ABOUT THIS EXERCISE: The records below are to be transcribed exactly, with the pictures removed.

GIVEN RECORDS:
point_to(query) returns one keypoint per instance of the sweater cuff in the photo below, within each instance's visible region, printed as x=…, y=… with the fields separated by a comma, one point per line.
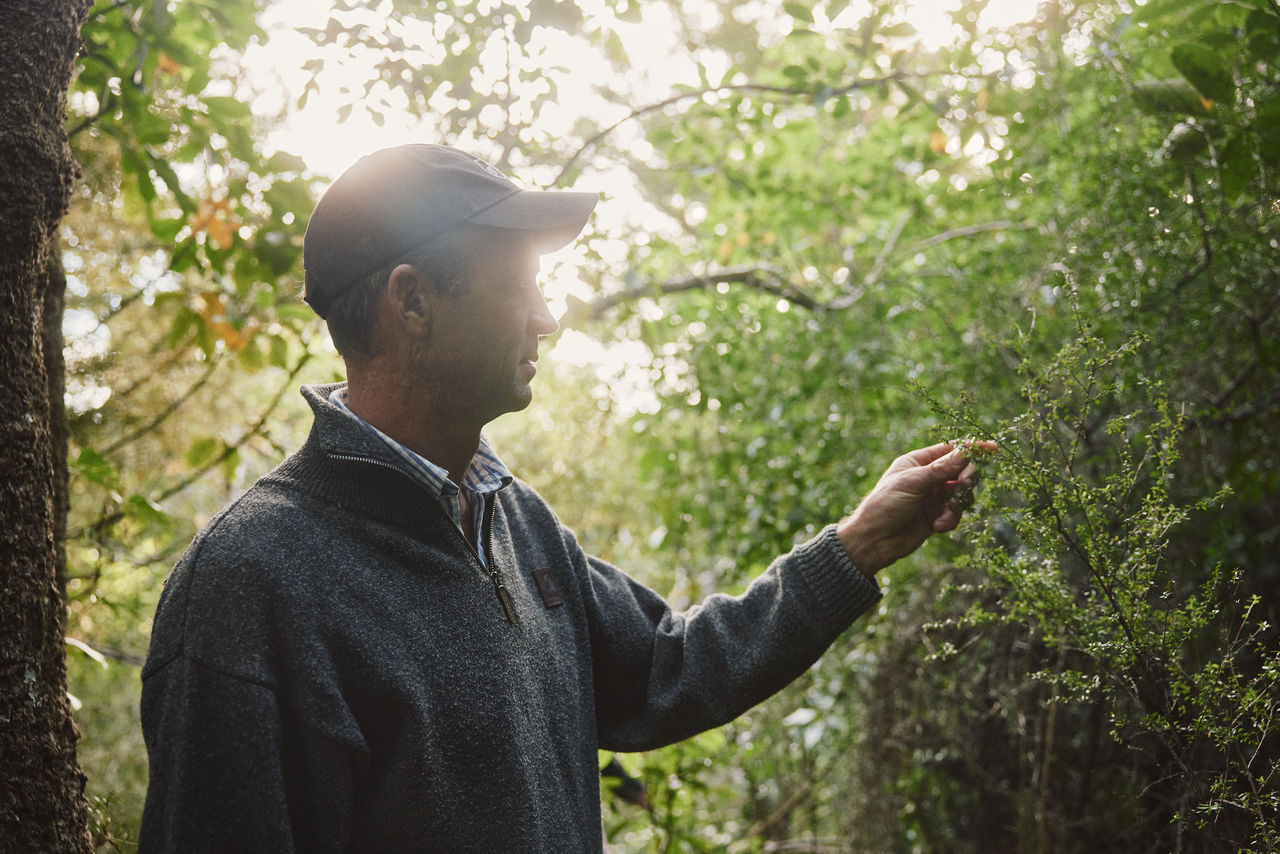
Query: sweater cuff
x=842, y=590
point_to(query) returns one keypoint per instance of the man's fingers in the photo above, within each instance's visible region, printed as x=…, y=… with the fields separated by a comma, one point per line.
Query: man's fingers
x=922, y=456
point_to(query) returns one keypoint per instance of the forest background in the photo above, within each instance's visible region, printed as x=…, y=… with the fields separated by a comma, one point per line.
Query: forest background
x=824, y=238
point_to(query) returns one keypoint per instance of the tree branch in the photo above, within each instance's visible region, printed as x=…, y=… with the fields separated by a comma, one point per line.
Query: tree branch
x=232, y=447
x=165, y=412
x=714, y=90
x=762, y=278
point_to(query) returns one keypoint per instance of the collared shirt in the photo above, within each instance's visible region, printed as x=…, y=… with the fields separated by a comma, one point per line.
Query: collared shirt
x=484, y=476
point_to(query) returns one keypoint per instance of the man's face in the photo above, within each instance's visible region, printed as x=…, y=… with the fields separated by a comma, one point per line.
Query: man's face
x=484, y=339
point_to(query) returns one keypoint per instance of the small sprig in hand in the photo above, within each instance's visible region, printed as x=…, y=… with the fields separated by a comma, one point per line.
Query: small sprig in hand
x=960, y=493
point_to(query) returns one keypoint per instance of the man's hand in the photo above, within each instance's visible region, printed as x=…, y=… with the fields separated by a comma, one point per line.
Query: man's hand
x=922, y=493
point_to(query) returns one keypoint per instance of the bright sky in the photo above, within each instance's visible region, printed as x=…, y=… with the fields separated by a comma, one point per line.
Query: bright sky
x=329, y=146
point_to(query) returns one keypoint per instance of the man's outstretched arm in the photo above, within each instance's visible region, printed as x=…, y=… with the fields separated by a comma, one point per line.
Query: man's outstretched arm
x=914, y=498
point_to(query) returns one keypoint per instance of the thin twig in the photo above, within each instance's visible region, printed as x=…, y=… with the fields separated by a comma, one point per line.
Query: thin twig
x=165, y=412
x=716, y=90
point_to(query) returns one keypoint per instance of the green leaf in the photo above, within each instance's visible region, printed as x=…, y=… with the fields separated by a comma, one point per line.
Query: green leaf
x=899, y=30
x=94, y=467
x=292, y=310
x=1157, y=9
x=1169, y=97
x=799, y=12
x=146, y=511
x=202, y=452
x=1206, y=71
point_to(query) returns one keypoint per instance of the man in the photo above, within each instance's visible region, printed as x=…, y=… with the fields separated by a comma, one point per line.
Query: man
x=389, y=643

RESULT OF THE EXERCISE:
point_to(query) returns one keypoint per instance of the sweater cuff in the photo below, within each instance's visible region, printed as x=…, y=… with the fields separated by a comma, one point per line.
Query: sweater cuff
x=842, y=590
point_to(query) returns one keypoint per instance of the man's fingers in the photo above, within each instance's visible region, printed as x=…, y=… with the fields separated by a comma, one point per line.
Query: man's fingers
x=922, y=456
point_to(query) returns one keypoint per instance of the forest background in the photo above, within each instance's visible region, printed as x=…, y=… with the fields separated by a comma, one point per line.
Query: forest background
x=824, y=238
point_to(query) returns one keypoint per instance of the tree branch in the photo above, within each instance's visible region, printed as x=…, y=… with the fields separated by a comma, one point per line.
Query: tree branch
x=232, y=447
x=165, y=412
x=714, y=90
x=762, y=278
point_to(query) returns one keypoint per instance of the collared shirt in the photo above, within each instance's visible region, printed as x=…, y=… with the fields separated by a comma, one point per line.
Query: collared shirt
x=484, y=476
point_to(query) returns one keypoint per instance of the man's face in the photo above, within each instance's visible region, printed as x=…, y=… with the fields separated by a comma, one point per line.
Query: man's face
x=484, y=339
point_to(query) returns one keypoint per instance of the small sprig in hand in the photo above, within each instance's visible region, printed as x=…, y=… with the fields separated by a comma, one point per line.
Query: small sprig in hand
x=960, y=493
point_to(query) returns one keypoint per instance of the man's hand in the photo above, within each instance's visible region, printed as x=…, y=… with the fields separated by a comma, one point per line.
Query: man's hand
x=922, y=493
point_to(query) returns one keypoint per instance of the bright sky in the photo above, within each instance's visible region, printed as x=…, y=… with the fields separated by a comma, one point per line.
Query: bright sky
x=329, y=146
point_to(query) returns one keypoint per instance of the man's outstretched arm in the photo above, within each instance's visible region, printed as x=…, y=… with the fields separated by a comma, one point per line.
Query: man's outstretched arm
x=914, y=498
point_to(query) returns one keypoint per instance of the thin twig in the photo above, within each instance's visible region, printed as x=…, y=… with the fields separated by a comma, one point per line.
Query: thin twig
x=165, y=412
x=716, y=90
point_to(query) returns one keypoint per instance of the green leaf in the photo above, within each instance's visible region, printed as x=…, y=… with the fields separated by a comma, one point per line.
Query: green leaf
x=899, y=30
x=94, y=467
x=292, y=310
x=1157, y=9
x=1169, y=97
x=799, y=12
x=146, y=511
x=202, y=452
x=1206, y=71
point_to(query) returns one keypoint per instance of the man in the photo above, within each instance's visible region, printed as x=…, y=… with the fields separated by a comma, one point per line.
Query: man
x=389, y=643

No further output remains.